• Problem to solve: Reproduce each line of the material exactly, minus any picture.

— begin Extracted records —

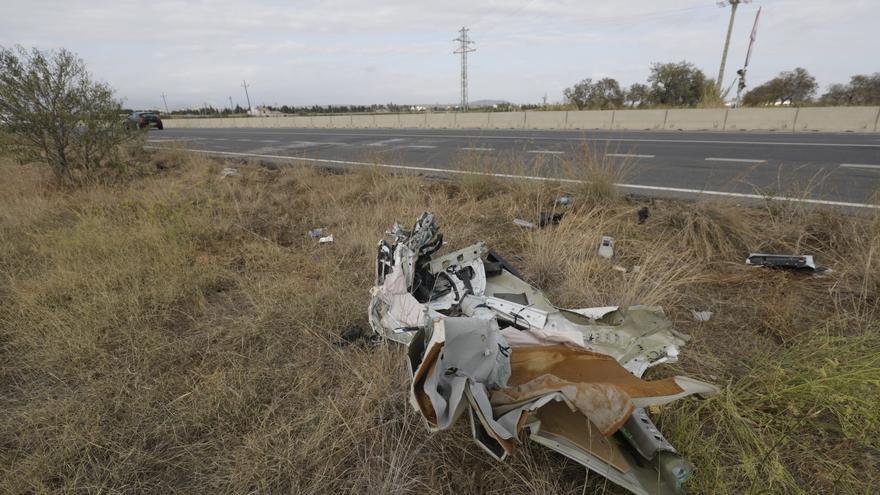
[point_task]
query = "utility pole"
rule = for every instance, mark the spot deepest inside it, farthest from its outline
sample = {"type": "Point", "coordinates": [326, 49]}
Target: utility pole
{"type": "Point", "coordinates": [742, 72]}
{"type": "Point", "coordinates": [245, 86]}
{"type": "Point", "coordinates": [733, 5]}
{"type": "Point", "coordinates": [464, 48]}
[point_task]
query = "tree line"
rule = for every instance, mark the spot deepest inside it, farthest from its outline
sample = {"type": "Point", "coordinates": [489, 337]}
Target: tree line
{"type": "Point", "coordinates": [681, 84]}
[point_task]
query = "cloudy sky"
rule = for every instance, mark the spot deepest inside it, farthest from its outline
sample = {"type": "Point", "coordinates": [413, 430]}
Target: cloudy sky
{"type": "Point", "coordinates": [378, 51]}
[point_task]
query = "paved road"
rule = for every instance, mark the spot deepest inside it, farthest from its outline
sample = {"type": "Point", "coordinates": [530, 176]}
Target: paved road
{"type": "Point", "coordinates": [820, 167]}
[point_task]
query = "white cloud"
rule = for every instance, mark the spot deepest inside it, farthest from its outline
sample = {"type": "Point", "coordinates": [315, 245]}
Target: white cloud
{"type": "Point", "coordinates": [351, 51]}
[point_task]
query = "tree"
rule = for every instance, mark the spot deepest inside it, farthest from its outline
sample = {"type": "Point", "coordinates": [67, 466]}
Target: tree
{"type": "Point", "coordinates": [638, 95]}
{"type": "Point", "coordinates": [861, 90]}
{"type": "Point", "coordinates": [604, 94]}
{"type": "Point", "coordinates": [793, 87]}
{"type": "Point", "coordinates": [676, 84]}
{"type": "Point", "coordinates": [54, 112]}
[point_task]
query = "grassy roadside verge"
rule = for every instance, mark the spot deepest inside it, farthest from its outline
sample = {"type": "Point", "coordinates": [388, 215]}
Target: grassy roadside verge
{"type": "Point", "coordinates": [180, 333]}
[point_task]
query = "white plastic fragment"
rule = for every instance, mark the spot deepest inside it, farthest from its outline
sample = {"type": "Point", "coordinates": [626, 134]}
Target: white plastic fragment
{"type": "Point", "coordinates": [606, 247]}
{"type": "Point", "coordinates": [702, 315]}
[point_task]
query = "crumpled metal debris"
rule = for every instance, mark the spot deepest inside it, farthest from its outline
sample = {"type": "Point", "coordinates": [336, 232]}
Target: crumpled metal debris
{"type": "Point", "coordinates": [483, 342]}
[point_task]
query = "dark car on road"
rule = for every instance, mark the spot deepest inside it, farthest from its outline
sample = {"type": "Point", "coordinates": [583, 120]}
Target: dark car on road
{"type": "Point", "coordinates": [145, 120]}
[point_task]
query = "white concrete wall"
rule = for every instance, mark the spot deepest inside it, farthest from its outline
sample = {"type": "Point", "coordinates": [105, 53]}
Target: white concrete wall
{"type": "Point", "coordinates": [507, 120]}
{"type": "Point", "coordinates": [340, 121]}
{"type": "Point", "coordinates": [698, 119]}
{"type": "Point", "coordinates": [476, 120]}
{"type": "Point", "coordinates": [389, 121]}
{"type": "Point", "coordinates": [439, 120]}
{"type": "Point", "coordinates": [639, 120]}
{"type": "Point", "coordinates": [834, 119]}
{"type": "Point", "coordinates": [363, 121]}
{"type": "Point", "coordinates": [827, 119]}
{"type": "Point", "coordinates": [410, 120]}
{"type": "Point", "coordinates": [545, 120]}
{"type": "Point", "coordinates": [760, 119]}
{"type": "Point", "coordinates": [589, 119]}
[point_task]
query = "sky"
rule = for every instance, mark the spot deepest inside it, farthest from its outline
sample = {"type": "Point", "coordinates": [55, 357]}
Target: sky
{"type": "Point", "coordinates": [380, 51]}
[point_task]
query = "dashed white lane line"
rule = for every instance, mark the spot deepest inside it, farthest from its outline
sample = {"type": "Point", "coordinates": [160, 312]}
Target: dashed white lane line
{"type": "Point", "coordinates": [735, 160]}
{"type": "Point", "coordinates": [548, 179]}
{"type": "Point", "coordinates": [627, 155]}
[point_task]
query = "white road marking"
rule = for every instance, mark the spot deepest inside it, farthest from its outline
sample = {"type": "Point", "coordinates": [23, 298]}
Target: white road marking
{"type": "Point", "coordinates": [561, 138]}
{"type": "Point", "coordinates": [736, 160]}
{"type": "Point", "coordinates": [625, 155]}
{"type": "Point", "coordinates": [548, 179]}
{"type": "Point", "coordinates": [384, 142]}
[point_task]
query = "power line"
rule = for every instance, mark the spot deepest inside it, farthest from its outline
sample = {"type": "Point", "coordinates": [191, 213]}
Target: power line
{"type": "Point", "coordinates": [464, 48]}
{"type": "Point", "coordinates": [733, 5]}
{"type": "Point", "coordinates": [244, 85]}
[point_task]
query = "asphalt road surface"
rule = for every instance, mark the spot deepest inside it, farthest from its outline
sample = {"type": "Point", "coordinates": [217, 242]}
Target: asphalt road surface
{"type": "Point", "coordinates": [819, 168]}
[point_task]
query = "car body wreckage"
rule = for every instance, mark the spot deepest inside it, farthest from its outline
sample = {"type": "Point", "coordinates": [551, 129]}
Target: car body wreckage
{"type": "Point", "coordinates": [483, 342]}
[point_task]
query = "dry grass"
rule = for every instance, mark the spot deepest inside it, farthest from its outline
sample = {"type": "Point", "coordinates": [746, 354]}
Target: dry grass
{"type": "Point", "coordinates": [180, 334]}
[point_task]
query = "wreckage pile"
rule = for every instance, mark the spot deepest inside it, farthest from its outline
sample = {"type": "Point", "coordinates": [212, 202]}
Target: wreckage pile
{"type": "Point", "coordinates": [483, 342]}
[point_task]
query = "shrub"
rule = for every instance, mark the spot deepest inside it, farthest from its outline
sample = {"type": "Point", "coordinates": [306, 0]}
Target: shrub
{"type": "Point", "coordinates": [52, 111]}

— end Extracted records —

• Answer to the exercise:
[point_task]
query = "utility pole"
rule = for every instance, mark the spot deepest inside it, farthest from its outline
sample = {"type": "Point", "coordinates": [326, 49]}
Target: utility pole
{"type": "Point", "coordinates": [742, 72]}
{"type": "Point", "coordinates": [245, 86]}
{"type": "Point", "coordinates": [733, 5]}
{"type": "Point", "coordinates": [464, 48]}
[point_task]
query = "tree line"
rule = for every instance, mark the spot deepest inside it, farthest from its outline
sample = {"type": "Point", "coordinates": [489, 337]}
Target: tree line
{"type": "Point", "coordinates": [681, 84]}
[point_task]
query = "cloudy sky"
rule = for every instance, mark the spot deepest inside it, farthest from its outline
sample = {"type": "Point", "coordinates": [413, 430]}
Target: cloudy sky
{"type": "Point", "coordinates": [378, 51]}
[point_task]
query = "paved road"
rule = for every instance, mark the spot deepest inside it, farthest from its outline
sample = {"type": "Point", "coordinates": [530, 176]}
Target: paved road
{"type": "Point", "coordinates": [820, 167]}
[point_task]
query = "white cloud"
rule = for every instance, mark the spot deepest inside it, farthest from its outline
sample = {"type": "Point", "coordinates": [315, 245]}
Target: white cloud
{"type": "Point", "coordinates": [351, 51]}
[point_task]
query = "tree"
rule = for every instance, mark the spot deepest inside it, farthest from its outline
sample = {"type": "Point", "coordinates": [67, 466]}
Target: tree
{"type": "Point", "coordinates": [638, 95]}
{"type": "Point", "coordinates": [861, 90]}
{"type": "Point", "coordinates": [604, 94]}
{"type": "Point", "coordinates": [793, 87]}
{"type": "Point", "coordinates": [676, 84]}
{"type": "Point", "coordinates": [54, 112]}
[point_task]
query = "grassy roadside verge"
rule = for every instance, mark the spot deepest inside it, farthest from its outline
sample = {"type": "Point", "coordinates": [388, 215]}
Target: grassy roadside verge
{"type": "Point", "coordinates": [180, 333]}
[point_task]
query = "white plastic fragment"
rule = for every instance, mark the spot deepest inside it, farthest from its outline
sample = {"type": "Point", "coordinates": [626, 134]}
Target: white plastic fragment
{"type": "Point", "coordinates": [606, 247]}
{"type": "Point", "coordinates": [702, 315]}
[point_task]
query = "crumpled metal debris"
rule = for every instance, mark the spot deepest inside it, farthest from its outline
sample = {"type": "Point", "coordinates": [336, 232]}
Target: crumpled metal debris
{"type": "Point", "coordinates": [483, 342]}
[point_task]
query = "dark car on road"
rule = for every instance, mark the spot deepest inside it, farthest from its outline
sample = {"type": "Point", "coordinates": [583, 120]}
Target: dark car on road
{"type": "Point", "coordinates": [145, 120]}
[point_task]
query = "white concrete wall"
rule = for every instance, mark the spot deepest inside it, farthest from its outline
sample = {"type": "Point", "coordinates": [105, 53]}
Target: white concrete wall
{"type": "Point", "coordinates": [507, 120]}
{"type": "Point", "coordinates": [340, 121]}
{"type": "Point", "coordinates": [698, 119]}
{"type": "Point", "coordinates": [476, 120]}
{"type": "Point", "coordinates": [389, 121]}
{"type": "Point", "coordinates": [439, 120]}
{"type": "Point", "coordinates": [639, 120]}
{"type": "Point", "coordinates": [834, 119]}
{"type": "Point", "coordinates": [363, 121]}
{"type": "Point", "coordinates": [827, 119]}
{"type": "Point", "coordinates": [410, 120]}
{"type": "Point", "coordinates": [545, 120]}
{"type": "Point", "coordinates": [760, 119]}
{"type": "Point", "coordinates": [589, 119]}
[point_task]
query = "sky"
rule = for every instance, mark the spot deepest inside it, farthest from its outline
sample = {"type": "Point", "coordinates": [55, 357]}
Target: sky
{"type": "Point", "coordinates": [380, 51]}
[point_task]
query = "dashed white lane line"
rule = for every instance, mark the spot deepest inside it, farthest from its outline
sample = {"type": "Point", "coordinates": [160, 312]}
Target: dashed white lane line
{"type": "Point", "coordinates": [735, 160]}
{"type": "Point", "coordinates": [548, 179]}
{"type": "Point", "coordinates": [627, 155]}
[point_task]
query = "white road marking"
rule = for every instance, mark the spot deepest inside it, farthest from its outline
sample = {"type": "Point", "coordinates": [23, 298]}
Target: white road marking
{"type": "Point", "coordinates": [561, 138]}
{"type": "Point", "coordinates": [736, 160]}
{"type": "Point", "coordinates": [625, 155]}
{"type": "Point", "coordinates": [548, 179]}
{"type": "Point", "coordinates": [384, 142]}
[point_task]
query = "power line"
rule = for every instance, mark the spot deepest inside it, farthest from its outline
sample = {"type": "Point", "coordinates": [191, 213]}
Target: power line
{"type": "Point", "coordinates": [464, 48]}
{"type": "Point", "coordinates": [733, 5]}
{"type": "Point", "coordinates": [244, 85]}
[point_task]
query = "asphalt road surface"
rule = for every instance, mark the spot deepest inside it, farthest from its outline
sample = {"type": "Point", "coordinates": [217, 242]}
Target: asphalt road surface
{"type": "Point", "coordinates": [819, 168]}
[point_task]
query = "car body wreckage"
rule = for every instance, mark the spot deepest inside it, farthest from its outline
sample = {"type": "Point", "coordinates": [551, 129]}
Target: car body wreckage
{"type": "Point", "coordinates": [483, 342]}
[point_task]
query = "dry grass"
rule = for every instance, mark the spot deepest inside it, farthest from its outline
sample = {"type": "Point", "coordinates": [746, 354]}
Target: dry grass
{"type": "Point", "coordinates": [180, 334]}
[point_task]
query = "wreckage pile"
rule = for every instance, mark the spot deepest inside it, farthest from its outline
sample = {"type": "Point", "coordinates": [212, 202]}
Target: wreckage pile
{"type": "Point", "coordinates": [483, 342]}
[point_task]
query = "shrub"
rule = for every instance, mark the spot deepest inside it, farthest from its outline
sample = {"type": "Point", "coordinates": [306, 0]}
Target: shrub
{"type": "Point", "coordinates": [52, 111]}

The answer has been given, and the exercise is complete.